> _DIRECTION_:
Copy out all of the material exactly as presented.

[Point-based annotation data]
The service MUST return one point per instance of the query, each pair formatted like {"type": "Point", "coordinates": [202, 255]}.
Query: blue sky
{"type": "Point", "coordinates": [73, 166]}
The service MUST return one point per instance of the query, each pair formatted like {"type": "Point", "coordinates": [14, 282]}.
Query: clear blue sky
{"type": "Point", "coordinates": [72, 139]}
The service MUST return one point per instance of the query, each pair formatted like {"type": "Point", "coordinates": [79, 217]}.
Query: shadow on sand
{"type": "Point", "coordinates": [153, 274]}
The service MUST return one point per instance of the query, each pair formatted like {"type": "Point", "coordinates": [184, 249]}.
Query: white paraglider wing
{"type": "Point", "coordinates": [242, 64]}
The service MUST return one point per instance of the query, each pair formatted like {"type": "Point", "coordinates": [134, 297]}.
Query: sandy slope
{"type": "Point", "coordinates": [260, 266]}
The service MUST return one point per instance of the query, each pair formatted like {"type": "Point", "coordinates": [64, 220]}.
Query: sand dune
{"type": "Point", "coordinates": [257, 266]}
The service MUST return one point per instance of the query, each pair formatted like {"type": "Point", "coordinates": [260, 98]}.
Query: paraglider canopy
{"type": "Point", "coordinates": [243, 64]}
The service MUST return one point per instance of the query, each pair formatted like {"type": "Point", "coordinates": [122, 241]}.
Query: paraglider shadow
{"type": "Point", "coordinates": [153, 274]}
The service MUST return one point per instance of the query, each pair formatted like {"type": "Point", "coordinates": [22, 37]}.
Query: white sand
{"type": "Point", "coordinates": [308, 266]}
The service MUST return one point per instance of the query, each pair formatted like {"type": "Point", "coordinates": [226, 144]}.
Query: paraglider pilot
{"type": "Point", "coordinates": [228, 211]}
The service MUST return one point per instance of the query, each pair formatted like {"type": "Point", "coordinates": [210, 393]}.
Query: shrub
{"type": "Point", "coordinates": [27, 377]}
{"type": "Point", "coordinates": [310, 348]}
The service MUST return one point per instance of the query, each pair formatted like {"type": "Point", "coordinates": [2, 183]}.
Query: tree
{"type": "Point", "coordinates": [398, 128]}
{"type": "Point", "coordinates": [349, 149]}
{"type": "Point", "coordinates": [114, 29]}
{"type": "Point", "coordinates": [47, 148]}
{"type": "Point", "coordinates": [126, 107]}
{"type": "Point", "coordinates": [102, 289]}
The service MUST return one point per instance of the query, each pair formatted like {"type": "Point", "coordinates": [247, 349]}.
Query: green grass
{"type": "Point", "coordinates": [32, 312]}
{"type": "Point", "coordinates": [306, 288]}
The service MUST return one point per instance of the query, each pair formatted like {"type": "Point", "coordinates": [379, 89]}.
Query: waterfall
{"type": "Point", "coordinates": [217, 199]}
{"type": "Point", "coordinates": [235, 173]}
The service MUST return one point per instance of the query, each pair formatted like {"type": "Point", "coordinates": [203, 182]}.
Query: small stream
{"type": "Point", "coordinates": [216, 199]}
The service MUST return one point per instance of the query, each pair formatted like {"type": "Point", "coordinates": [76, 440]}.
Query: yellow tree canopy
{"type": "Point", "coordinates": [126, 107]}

> _EXERCISE OUTPUT_:
The service MUST return one point per instance of the query, each pair formatted like {"type": "Point", "coordinates": [202, 255]}.
Query: blue sky
{"type": "Point", "coordinates": [73, 166]}
The service MUST return one point per instance of the query, each pair formatted like {"type": "Point", "coordinates": [14, 282]}.
Query: clear blue sky
{"type": "Point", "coordinates": [72, 139]}
The service MUST return one point per instance of the query, each pair formatted like {"type": "Point", "coordinates": [79, 217]}.
Query: shadow on sand
{"type": "Point", "coordinates": [153, 274]}
The service MUST return one point per instance of the query, each pair formatted like {"type": "Point", "coordinates": [184, 249]}.
Query: white paraglider wing
{"type": "Point", "coordinates": [242, 64]}
The service MUST return one point per instance of the query, each pair formatted like {"type": "Point", "coordinates": [134, 297]}.
Query: sandy slope
{"type": "Point", "coordinates": [260, 266]}
The service MUST return one point per instance of the query, each pair formatted like {"type": "Point", "coordinates": [64, 220]}.
Query: sand dune
{"type": "Point", "coordinates": [257, 266]}
The service MUST return one point per instance of the query, each pair formatted like {"type": "Point", "coordinates": [260, 98]}.
Query: paraglider canopy
{"type": "Point", "coordinates": [243, 64]}
The service MUST return one point per instance of the query, each pair formatted like {"type": "Point", "coordinates": [122, 241]}.
Query: paraglider shadow
{"type": "Point", "coordinates": [153, 274]}
The service MUST return one point per instance of the query, each pair formatted like {"type": "Point", "coordinates": [22, 37]}.
Query: white sand
{"type": "Point", "coordinates": [308, 266]}
The service MUST return one point per instance of the query, each pair formatted like {"type": "Point", "coordinates": [226, 144]}.
Query: paraglider pilot
{"type": "Point", "coordinates": [228, 211]}
The service MUST return one point per instance of the query, each pair formatted like {"type": "Point", "coordinates": [210, 393]}.
Query: shrub
{"type": "Point", "coordinates": [27, 377]}
{"type": "Point", "coordinates": [310, 348]}
The service MUST return one point per instance of the query, each pair formatted like {"type": "Point", "coordinates": [2, 183]}.
Query: tree
{"type": "Point", "coordinates": [398, 128]}
{"type": "Point", "coordinates": [349, 149]}
{"type": "Point", "coordinates": [114, 29]}
{"type": "Point", "coordinates": [47, 148]}
{"type": "Point", "coordinates": [126, 107]}
{"type": "Point", "coordinates": [102, 289]}
The service MUST return one point per instance of the query, each pair formatted like {"type": "Point", "coordinates": [247, 349]}.
Query: green grass
{"type": "Point", "coordinates": [32, 312]}
{"type": "Point", "coordinates": [306, 288]}
The service MUST return one point per instance of the query, each pair formatted like {"type": "Point", "coordinates": [379, 89]}.
Query: waterfall
{"type": "Point", "coordinates": [217, 199]}
{"type": "Point", "coordinates": [235, 173]}
The service MUST return one point per instance of the query, each pair formatted like {"type": "Point", "coordinates": [203, 182]}.
Query: small stream
{"type": "Point", "coordinates": [216, 199]}
The service MUST return one point per instance of the query, each pair formatted like {"type": "Point", "coordinates": [76, 440]}.
Query: yellow tree canopy
{"type": "Point", "coordinates": [126, 107]}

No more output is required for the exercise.